Excerpt ▸
------------

Head of IAEA names new head in charge of inspecting Iranian nuclear program

By AP
Monday, September 13, 2010

IAEA chief names new head of Iran investigations

VIENNA — The chief U.N. nuclear inspector has named a new head for the department in charge of investigating Iran’s nuclear activities.

International Atomic Energy Agency chief Yukiya Amano has appointed Herman Naeckarts to the vacant post of deputy director general in charge of safeguards. That position was left vacant with the departure of Olli Heinonen, who had acquired a reputation of toughness in his investigation of Tehran’s nuclear program.

Diplomats described Naeckarts to reporters as pulling no punches in critizing Iran’s spotty cooperation with IAEA probes into its nuclear activities.

Tehran denies being interested in developing nuclear arms but has refused to stop uranium enrichment despite four sets of U.N. Security Council sanctions.

THIS IS A BREAKING NEWS UPDATE. Check back soon for further information. AP’s earlier story is below.

VIENNA (AP) — The head of the U.N. nuclear watchdog agency warned Monday that Iran’s selective cooperation with his inspectors means that he cannot confirm that all of Tehran’s atomic activities are peaceful.

Yukiya Amano also chided Iran for barring some of those inspectors, warning that move hampered his agency’s attempts to monitor Iran’s nuclear program. And he suggested the jury is still out on allegations that Tehran conducted secret experiments meant to develop atomic arms because the Islamic Republic continues to stonewall an IAEA probe into U.S. and other intelligence reports purporting to contain evidence of such experiments.

Amano’s blunt comments, at the start of a 35-nation IAEA board meeting, drew a strong response from Iran, which accused him of distorting facts in a report prepared for the gathering.

“We request the director general to immediately reconsider this sort of reporting … so that it will not create political tensions,” said Ali Asghar Soltanieh, Iran’s chief delegate to the IAEA.

Iran insists it is interested only in generating energy through enrichment. But since revelations of its secret enrichment program focused attention on Iran’s nuclear activities eight years ago, concerns have grown that it is interested in making weapons, in part through its refusal to give up enrichment and accept fuel from abroad, despite four sets of U.N. sanctions.

------------

Given records ▸
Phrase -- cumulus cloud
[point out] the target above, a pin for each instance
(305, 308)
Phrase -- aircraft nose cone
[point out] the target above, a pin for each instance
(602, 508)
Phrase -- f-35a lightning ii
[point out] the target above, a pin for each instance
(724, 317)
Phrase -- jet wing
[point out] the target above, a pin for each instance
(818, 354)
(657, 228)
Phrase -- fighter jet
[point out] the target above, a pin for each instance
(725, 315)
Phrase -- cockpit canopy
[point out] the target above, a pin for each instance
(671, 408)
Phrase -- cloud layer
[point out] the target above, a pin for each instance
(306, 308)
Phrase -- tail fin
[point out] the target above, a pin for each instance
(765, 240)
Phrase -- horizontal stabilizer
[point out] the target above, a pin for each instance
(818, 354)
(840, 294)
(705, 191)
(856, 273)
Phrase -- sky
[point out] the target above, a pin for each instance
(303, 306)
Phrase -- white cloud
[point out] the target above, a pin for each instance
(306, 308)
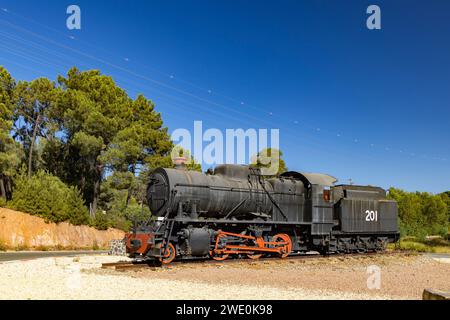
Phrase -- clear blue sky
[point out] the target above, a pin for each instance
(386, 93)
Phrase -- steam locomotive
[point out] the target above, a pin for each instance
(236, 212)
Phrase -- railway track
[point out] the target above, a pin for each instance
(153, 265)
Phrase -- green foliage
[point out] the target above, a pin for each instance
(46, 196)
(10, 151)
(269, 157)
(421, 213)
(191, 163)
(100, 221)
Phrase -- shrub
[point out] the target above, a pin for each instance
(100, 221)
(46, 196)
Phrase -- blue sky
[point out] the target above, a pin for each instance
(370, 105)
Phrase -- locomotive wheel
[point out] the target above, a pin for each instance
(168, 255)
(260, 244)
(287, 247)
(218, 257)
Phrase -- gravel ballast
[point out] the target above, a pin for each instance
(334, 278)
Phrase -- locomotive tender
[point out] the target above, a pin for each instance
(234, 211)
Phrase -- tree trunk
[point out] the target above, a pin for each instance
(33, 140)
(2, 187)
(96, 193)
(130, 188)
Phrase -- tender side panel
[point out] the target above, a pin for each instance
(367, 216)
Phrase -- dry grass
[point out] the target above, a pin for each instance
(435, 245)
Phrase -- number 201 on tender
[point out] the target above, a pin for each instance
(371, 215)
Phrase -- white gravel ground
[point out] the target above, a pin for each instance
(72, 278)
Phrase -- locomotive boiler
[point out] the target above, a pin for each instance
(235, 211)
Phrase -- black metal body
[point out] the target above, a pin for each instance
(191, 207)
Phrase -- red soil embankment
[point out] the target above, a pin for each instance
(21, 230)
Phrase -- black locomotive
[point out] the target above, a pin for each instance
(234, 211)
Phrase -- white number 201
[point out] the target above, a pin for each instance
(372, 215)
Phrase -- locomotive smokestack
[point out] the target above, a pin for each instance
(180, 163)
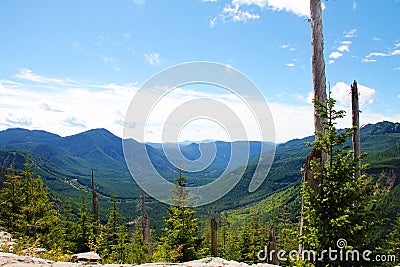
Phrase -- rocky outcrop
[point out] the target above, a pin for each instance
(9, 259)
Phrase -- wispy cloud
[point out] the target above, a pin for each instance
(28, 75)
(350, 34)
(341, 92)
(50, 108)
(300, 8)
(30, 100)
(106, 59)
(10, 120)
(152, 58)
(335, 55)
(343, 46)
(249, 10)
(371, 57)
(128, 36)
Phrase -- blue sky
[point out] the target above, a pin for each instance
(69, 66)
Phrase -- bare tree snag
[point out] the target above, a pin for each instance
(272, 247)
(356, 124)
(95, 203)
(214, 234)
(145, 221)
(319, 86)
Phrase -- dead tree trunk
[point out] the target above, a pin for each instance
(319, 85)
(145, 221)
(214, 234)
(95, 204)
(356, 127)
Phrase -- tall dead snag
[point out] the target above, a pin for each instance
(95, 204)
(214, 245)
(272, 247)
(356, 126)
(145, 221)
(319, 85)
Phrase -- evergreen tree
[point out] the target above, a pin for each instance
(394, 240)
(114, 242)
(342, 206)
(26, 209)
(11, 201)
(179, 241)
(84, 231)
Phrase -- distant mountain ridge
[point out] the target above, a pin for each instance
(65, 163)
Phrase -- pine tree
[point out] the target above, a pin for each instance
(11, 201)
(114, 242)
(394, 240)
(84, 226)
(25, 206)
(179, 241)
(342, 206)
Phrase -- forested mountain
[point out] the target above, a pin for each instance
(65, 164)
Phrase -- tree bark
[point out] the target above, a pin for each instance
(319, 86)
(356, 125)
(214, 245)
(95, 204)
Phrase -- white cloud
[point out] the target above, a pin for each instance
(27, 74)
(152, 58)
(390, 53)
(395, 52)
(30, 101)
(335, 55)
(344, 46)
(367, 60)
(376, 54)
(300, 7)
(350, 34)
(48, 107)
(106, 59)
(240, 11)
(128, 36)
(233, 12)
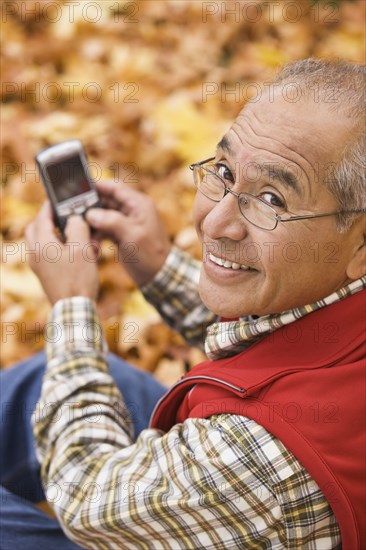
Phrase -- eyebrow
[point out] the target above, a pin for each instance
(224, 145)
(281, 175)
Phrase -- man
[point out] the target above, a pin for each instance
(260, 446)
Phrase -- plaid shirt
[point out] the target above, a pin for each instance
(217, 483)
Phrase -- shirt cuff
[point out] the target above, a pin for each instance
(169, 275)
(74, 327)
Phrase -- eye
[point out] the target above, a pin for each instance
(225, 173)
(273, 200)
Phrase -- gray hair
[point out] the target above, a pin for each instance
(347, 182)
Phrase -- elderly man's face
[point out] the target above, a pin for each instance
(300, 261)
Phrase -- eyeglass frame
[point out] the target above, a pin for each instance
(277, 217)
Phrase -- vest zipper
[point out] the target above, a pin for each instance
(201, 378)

------------

Task ▸
From the news report on the IAEA and Iran, repeat word for word the part that opens with the words containing "Diplomats described Naeckarts" and closes with "story is below.". These items have no connection to the news report on the IAEA and Iran.

Your solution ▸
Diplomats described Naeckarts to reporters as pulling no punches in critizing Iran’s spotty cooperation with IAEA probes into its nuclear activities.

Tehran denies being interested in developing nuclear arms but has refused to stop uranium enrichment despite four sets of U.N. Security Council sanctions.

THIS IS A BREAKING NEWS UPDATE. Check back soon for further information. AP’s earlier story is below.